**TRY IT:** Count the lines of the listing below where "window" shows up, and please answer with that number only.

**DATA FOR ANALYSIS:**
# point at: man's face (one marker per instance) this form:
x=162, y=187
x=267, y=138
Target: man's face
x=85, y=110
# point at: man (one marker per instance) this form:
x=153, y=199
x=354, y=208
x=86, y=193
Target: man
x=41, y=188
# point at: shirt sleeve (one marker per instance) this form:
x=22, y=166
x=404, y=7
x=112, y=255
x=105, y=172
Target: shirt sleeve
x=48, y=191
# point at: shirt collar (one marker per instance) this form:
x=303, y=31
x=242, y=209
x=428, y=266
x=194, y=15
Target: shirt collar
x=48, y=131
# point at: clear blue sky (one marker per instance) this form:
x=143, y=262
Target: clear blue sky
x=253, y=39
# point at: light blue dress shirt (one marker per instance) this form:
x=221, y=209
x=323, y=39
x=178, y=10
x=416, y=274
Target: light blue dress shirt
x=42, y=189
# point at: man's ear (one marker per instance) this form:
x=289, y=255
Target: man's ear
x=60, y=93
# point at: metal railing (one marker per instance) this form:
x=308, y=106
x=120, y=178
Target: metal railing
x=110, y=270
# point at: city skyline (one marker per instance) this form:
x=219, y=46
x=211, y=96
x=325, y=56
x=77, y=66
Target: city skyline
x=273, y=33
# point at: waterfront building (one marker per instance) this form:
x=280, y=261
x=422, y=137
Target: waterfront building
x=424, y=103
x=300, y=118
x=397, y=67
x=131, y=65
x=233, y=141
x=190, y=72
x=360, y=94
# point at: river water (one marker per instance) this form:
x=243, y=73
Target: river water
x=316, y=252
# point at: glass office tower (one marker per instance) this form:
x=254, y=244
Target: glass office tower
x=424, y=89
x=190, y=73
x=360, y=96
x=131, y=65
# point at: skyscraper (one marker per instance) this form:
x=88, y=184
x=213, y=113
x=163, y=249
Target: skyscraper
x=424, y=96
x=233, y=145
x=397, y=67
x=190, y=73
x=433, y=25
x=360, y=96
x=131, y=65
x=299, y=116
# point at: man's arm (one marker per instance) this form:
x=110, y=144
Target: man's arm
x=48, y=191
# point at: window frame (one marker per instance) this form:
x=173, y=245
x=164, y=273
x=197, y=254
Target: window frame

**REPLY:** 2